▶ _RECORDS TO PROCESS_:
---
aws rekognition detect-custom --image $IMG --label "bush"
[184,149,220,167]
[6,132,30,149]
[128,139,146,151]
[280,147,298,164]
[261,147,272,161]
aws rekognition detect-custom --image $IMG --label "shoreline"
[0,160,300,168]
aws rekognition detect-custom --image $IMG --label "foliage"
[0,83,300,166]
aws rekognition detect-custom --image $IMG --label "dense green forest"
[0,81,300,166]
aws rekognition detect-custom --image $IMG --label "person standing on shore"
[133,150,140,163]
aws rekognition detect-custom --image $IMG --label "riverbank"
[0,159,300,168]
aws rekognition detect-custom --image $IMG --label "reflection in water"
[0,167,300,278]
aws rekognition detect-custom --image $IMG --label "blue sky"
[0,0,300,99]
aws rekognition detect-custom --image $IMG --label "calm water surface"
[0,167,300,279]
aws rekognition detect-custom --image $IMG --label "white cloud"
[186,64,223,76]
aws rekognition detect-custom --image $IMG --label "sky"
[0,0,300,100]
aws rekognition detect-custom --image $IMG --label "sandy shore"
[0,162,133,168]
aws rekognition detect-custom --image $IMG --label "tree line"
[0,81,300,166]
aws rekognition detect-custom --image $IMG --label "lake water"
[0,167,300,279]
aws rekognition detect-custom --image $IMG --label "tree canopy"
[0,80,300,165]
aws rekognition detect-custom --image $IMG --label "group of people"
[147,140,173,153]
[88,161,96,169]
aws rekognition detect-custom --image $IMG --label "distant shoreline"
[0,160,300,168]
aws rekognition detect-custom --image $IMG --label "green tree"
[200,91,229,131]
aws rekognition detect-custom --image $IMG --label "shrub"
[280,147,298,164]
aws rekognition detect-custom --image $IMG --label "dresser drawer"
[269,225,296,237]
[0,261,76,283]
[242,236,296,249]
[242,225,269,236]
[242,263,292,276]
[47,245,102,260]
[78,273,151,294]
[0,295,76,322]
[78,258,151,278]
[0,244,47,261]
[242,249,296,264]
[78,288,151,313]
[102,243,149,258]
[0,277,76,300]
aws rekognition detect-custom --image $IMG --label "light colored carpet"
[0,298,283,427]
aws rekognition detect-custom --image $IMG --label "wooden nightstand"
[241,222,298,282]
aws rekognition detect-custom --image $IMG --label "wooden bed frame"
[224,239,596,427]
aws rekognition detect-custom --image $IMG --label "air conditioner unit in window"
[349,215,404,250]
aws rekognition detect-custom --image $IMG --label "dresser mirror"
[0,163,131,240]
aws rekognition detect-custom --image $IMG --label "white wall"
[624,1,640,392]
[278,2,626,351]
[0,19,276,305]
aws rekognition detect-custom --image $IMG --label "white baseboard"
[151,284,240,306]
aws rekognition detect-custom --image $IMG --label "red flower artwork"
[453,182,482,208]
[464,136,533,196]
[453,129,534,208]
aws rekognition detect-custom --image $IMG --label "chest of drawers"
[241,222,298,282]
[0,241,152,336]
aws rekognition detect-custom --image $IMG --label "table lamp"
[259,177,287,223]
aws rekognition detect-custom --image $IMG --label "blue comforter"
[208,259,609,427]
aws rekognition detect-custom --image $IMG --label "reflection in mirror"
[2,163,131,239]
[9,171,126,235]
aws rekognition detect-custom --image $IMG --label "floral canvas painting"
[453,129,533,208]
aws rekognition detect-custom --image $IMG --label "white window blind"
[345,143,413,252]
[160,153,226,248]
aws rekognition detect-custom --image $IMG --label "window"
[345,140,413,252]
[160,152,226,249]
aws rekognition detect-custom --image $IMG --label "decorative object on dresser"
---
▶ _GIVEN INSTRUCTION_:
Can you rescale the part that opens with the line containing "conditioner unit in" and closes with the line containing "[0,163,131,240]", both ends included, by writing out only those lines again, requests and all, with every bounding-box coordinate in the answers multiplied by 1.6? Round each result to a whole number, with halves going up.

▶ _WORKED SOLUTION_:
aws rekognition detect-custom --image $IMG --label "air conditioner unit in window"
[558,344,646,400]
aws rekognition detect-custom --image $IMG --label "dresser mirror"
[0,261,210,384]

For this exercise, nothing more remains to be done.